**EXERCISE BRIEF**
Please copy every entry below line for line, leaving the pictures out of your copy.

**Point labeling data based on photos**
--------------------
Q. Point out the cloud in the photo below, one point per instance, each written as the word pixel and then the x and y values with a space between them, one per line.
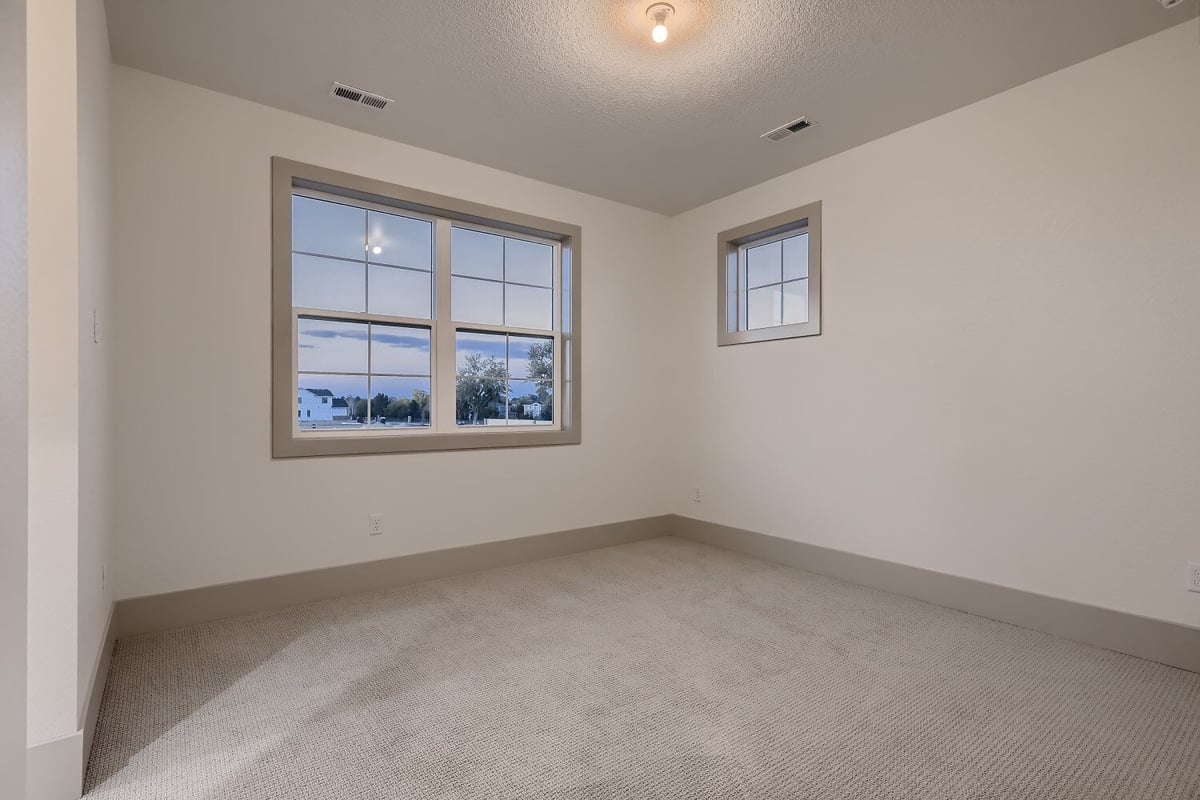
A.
pixel 360 335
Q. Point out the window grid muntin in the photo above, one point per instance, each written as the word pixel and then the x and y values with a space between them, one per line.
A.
pixel 738 262
pixel 442 226
pixel 508 379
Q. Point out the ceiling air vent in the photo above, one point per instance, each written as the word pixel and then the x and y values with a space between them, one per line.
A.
pixel 359 96
pixel 785 131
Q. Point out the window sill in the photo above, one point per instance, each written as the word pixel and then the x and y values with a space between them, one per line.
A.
pixel 297 445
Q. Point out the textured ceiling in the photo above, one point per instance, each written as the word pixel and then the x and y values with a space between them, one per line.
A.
pixel 574 92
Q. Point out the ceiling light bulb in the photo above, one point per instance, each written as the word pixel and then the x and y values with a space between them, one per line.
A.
pixel 660 12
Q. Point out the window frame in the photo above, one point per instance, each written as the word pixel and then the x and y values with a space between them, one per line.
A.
pixel 288 441
pixel 730 246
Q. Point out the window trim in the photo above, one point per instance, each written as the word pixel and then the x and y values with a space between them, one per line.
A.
pixel 729 245
pixel 286 443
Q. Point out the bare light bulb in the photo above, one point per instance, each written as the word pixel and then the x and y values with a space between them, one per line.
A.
pixel 660 12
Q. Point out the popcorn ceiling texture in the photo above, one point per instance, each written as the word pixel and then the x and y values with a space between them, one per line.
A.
pixel 576 94
pixel 657 669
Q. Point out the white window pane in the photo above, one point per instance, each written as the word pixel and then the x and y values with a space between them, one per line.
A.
pixel 765 264
pixel 531 402
pixel 528 307
pixel 796 302
pixel 328 283
pixel 477 253
pixel 477 301
pixel 400 349
pixel 400 293
pixel 481 354
pixel 796 257
pixel 328 228
pixel 763 308
pixel 526 262
pixel 399 240
pixel 325 346
pixel 531 356
pixel 400 402
pixel 330 402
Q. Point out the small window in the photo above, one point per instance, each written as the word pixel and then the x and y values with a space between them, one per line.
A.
pixel 769 278
pixel 419 322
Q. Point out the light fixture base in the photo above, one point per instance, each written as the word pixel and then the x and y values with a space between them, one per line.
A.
pixel 660 12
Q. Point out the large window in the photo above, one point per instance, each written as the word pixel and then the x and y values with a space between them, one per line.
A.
pixel 406 320
pixel 769 278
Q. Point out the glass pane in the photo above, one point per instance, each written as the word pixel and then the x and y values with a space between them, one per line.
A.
pixel 526 262
pixel 399 240
pixel 480 354
pixel 328 228
pixel 328 402
pixel 328 283
pixel 528 307
pixel 796 257
pixel 325 346
pixel 531 358
pixel 399 349
pixel 765 264
pixel 480 401
pixel 763 308
pixel 531 402
pixel 477 253
pixel 400 293
pixel 477 301
pixel 731 293
pixel 796 302
pixel 400 402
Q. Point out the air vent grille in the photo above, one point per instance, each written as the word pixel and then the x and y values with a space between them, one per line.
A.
pixel 785 131
pixel 359 96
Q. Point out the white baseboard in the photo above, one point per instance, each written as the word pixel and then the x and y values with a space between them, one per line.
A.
pixel 1169 643
pixel 53 769
pixel 90 711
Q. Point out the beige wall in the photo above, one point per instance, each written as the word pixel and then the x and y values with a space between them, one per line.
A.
pixel 15 368
pixel 1003 390
pixel 70 419
pixel 1007 380
pixel 95 356
pixel 199 500
pixel 53 371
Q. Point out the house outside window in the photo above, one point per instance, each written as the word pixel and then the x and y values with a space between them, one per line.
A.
pixel 409 322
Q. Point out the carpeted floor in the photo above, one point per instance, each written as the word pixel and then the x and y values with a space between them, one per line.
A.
pixel 655 669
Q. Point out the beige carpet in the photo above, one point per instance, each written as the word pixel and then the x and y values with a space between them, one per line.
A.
pixel 657 669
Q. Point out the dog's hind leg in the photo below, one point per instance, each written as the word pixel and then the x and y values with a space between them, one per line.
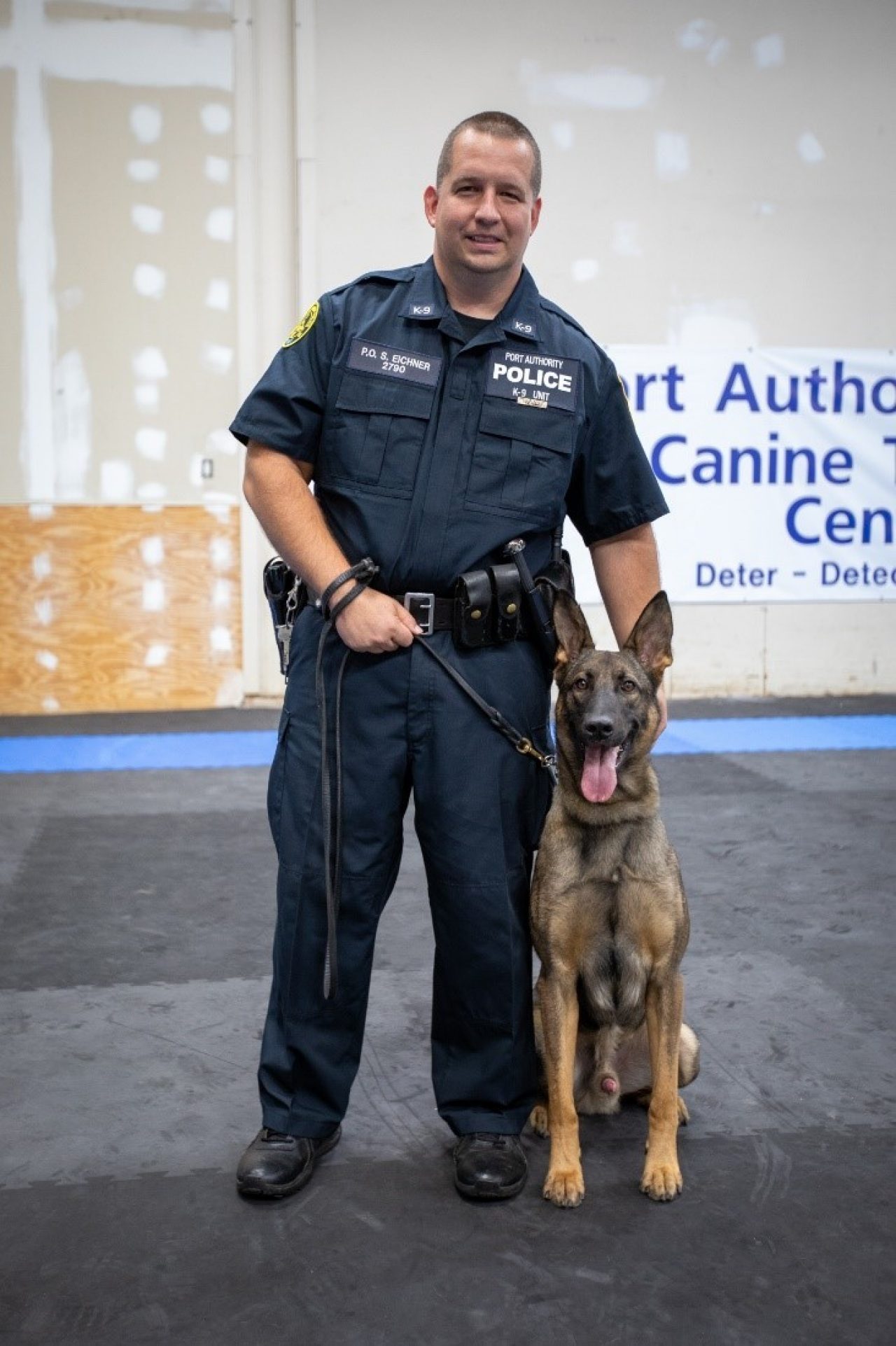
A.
pixel 598 1084
pixel 564 1184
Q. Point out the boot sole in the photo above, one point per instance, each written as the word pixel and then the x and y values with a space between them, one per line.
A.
pixel 275 1191
pixel 471 1191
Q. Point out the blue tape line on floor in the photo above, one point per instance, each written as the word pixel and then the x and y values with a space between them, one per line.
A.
pixel 256 747
pixel 139 751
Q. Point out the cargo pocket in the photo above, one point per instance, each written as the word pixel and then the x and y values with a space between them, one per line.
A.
pixel 541 737
pixel 277 778
pixel 376 432
pixel 522 459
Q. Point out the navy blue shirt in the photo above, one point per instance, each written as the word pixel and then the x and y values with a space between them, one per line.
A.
pixel 430 451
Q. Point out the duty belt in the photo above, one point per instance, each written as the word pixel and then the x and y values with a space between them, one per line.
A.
pixel 432 614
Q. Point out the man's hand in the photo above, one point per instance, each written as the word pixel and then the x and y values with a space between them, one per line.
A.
pixel 374 623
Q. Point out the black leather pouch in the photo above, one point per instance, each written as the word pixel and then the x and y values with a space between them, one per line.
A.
pixel 287 595
pixel 507 590
pixel 472 610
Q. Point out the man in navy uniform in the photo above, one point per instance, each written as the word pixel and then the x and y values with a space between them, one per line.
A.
pixel 442 411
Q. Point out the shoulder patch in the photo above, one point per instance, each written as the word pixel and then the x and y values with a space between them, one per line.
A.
pixel 303 326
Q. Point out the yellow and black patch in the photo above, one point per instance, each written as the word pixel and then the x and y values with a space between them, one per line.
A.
pixel 303 326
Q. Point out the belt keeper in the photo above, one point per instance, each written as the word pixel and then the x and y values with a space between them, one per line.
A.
pixel 507 601
pixel 472 610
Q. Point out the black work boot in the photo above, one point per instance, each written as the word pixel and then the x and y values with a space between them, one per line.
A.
pixel 276 1165
pixel 490 1166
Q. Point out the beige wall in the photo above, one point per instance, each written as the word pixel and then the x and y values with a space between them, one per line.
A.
pixel 119 356
pixel 708 181
pixel 115 233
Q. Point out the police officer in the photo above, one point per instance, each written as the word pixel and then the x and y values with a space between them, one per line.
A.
pixel 442 411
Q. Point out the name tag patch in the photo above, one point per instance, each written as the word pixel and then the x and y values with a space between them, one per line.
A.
pixel 533 380
pixel 410 365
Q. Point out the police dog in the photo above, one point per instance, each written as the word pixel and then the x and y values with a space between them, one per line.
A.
pixel 608 912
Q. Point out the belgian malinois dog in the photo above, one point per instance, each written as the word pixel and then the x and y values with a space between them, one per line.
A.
pixel 608 910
--------------------
**EXERCISE RESPONSE**
Q. Point out the cloud in the photo below, one point per instance, each written as the word pixel and then the x and y values with a space between them, one per line.
A.
pixel 360 335
Q. Point out the window grid muntin in the photo above, one point per instance, each written as the word pixel and then the x and y values with a space between them, one per line.
A.
pixel 738 262
pixel 442 226
pixel 508 379
Q. Point out the ceiling air vent in the photo above, one point per instance, each written as the word pixel and then the x and y values with a space between them, one per line.
A.
pixel 359 96
pixel 785 131
Q. Point out the window sill in the photo above, one point per instance, each written as the word pixel and then the x and y values with a space between them, one per line.
A.
pixel 297 445
Q. Point out the textured ceiling in the photo above, one point per instance, each written as the word pixel and then the x and y values with a space between them, one per line.
A.
pixel 574 92
Q. Point out the ceiling light bulb in the photo above, one point per instance, each written as the word pixel and then the x and y values with a space between them, one per line.
A.
pixel 660 12
Q. Point out the window frame in the photo above, one point per instance, each written as the word pixel and then the x and y values with a space between them, one per line.
A.
pixel 288 441
pixel 730 246
Q. Point out the window trim in the photo above, one point per instance, each written as the word pixel and then the x and y values with a space between them, one per line.
A.
pixel 729 245
pixel 286 443
Q. Point out the bare light bulb in the photo above, one point per instance, each written as the word pixel and then the x and y values with a space between them, one per line.
A.
pixel 660 12
Q. Point out the popcorn ceiling texture in the photo above, one point per instance, each written as the word pixel and then the x and y values with a space between them, one per line.
A.
pixel 576 94
pixel 657 669
Q. Point out the white window pane in the photo above, one point per instance, each written as the word pixel and then the x and y values with a space between them, one per line.
A.
pixel 765 264
pixel 531 402
pixel 528 307
pixel 796 302
pixel 328 283
pixel 477 253
pixel 477 301
pixel 400 349
pixel 400 293
pixel 481 354
pixel 796 257
pixel 328 228
pixel 763 308
pixel 526 262
pixel 399 240
pixel 325 346
pixel 531 356
pixel 400 402
pixel 330 402
Q. Point out the small window in the photo above, one point per instance, each written as the word pixel and then the x and y values with a space between them, one per line.
A.
pixel 769 278
pixel 419 322
Q. Point out the light fixture base in the photo above, one point per instance, each written as the word pixel and then the x and y values with a space between them, one per line.
A.
pixel 660 12
Q. Point out the large window in the photo above, one point per instance, each written as the word pixel and then the x and y values with a space between them, one per line.
A.
pixel 406 320
pixel 769 278
Q. Point out the glass pane in the photo above, one point per instance, each written as the word pixel and then the x and y values with a space between them, one per line.
A.
pixel 526 262
pixel 399 240
pixel 480 354
pixel 328 228
pixel 328 402
pixel 328 283
pixel 528 307
pixel 796 257
pixel 325 346
pixel 531 358
pixel 399 349
pixel 765 264
pixel 480 401
pixel 763 308
pixel 531 402
pixel 477 253
pixel 400 293
pixel 477 301
pixel 731 293
pixel 796 302
pixel 400 402
Q. Point out the air vent grille in the photo above, one point per instance, each written as the word pixel and then the x and y values with a space between them, one per line.
A.
pixel 785 131
pixel 359 96
Q. Point out the white baseboard in the photo above, one point per instance, each written as the word pixel and then the x and y values with a space between them, one per line.
A.
pixel 1169 643
pixel 53 769
pixel 90 711
Q. Point out the beige wall in the photo above, one point per instance, each written as the word pixel and then the x and y values with a space between them, one per line.
A.
pixel 15 368
pixel 1003 390
pixel 70 419
pixel 1007 380
pixel 95 356
pixel 199 500
pixel 53 371
Q. Point out the house outside window in the photo above, one point per instance, each written as the word pixel and then the x and y values with a space between them, one per line.
A.
pixel 409 322
Q. Point out the carpeted floor in the photo above, one point per instance, each written as the word pixel and then the x and y values with a space between them, one per line.
A.
pixel 655 669
Q. Point out the beige carpet in the photo above, one point per instance, each written as the word pixel and then the x and y values with a space between them, one per line.
A.
pixel 657 669
Q. Point out the dog's hind leg in the photo below, one point per instance, each written as the word pixel and then the x and y values with a space between them, one per line.
A.
pixel 598 1084
pixel 564 1184
Q. Point out the boot sole in the photo above, one point per instance, each written as the word pixel and then the x and y values with a space between them, one per line.
A.
pixel 275 1191
pixel 471 1191
Q. Point out the blue tape line on floor in the photo above, one point per instance, each written as the word pixel and then the x and y values with a space between them, one per line.
A.
pixel 256 747
pixel 139 751
Q. Point out the cargo pocket in the photo above, one point per instance, each written as the word pixel and then the x and y values with a space between them, one per line.
A.
pixel 541 737
pixel 277 778
pixel 376 432
pixel 522 459
Q. Point out the navy blue shirt in the photo above, one point per instance, each written as the word pixel and then the x and y values with a space between them, one per line.
A.
pixel 430 451
Q. Point out the duty belt in the photo above, one point per instance, each written as the word pixel and then the x and y values with a space between them, one per line.
A.
pixel 432 614
Q. Point out the man's hand in the photo above, one point per instance, each written as the word pixel and then the x and y values with a space between them, one per line.
A.
pixel 374 623
Q. Point out the black leather pouch in the photo above, one point per instance, each written as the word pixel and then the x and y values with a space between them, one per line.
A.
pixel 287 595
pixel 507 590
pixel 472 610
Q. Point out the man in navy uniform in the photo above, one point per instance, each written as the word pixel and then the x and y values with a space between them, one per line.
A.
pixel 442 411
Q. Point out the shoulder patch in the photo above, one point per instance, each written as the word pixel and then the x and y values with a space between them, one per line.
A.
pixel 303 326
Q. Point out the yellow and black patch in the photo above, one point per instance, each written as the word pixel and then the x and y values with a space between them, one per line.
A.
pixel 303 326
Q. Point out the belt keeper in the photo above, one point per instance, each written as the word pixel and then the x and y values with a space between them, one per line.
A.
pixel 507 601
pixel 472 610
Q. Point out the black work boot in the photo above, one point per instance, each written as the word pixel and then the x and y values with a space between them, one per line.
A.
pixel 276 1165
pixel 490 1166
Q. Point out the beige wall in the photo above, one point per instance, each written as the word pixel and then the x and y values with a space between them, one per line.
A.
pixel 119 356
pixel 708 181
pixel 115 233
Q. Point out the police officer in the photo above, one point per instance, each written as the word pixel and then the x and y values with a space between them, one per line.
A.
pixel 442 411
Q. Point out the name tag patch in the photo above, one point per instance, each written as the word pixel and then the x and y values with a space between them, one per line.
A.
pixel 533 380
pixel 410 365
Q. Point out the police dog in the photo above, one point per instance, each written as the word pixel and then the x and y values with a space between them, one per line.
A.
pixel 608 912
Q. Point out the belgian malinois dog in the photo above, one point per instance, each written as the word pixel and then the x and y values with a space between them, one per line.
A.
pixel 608 910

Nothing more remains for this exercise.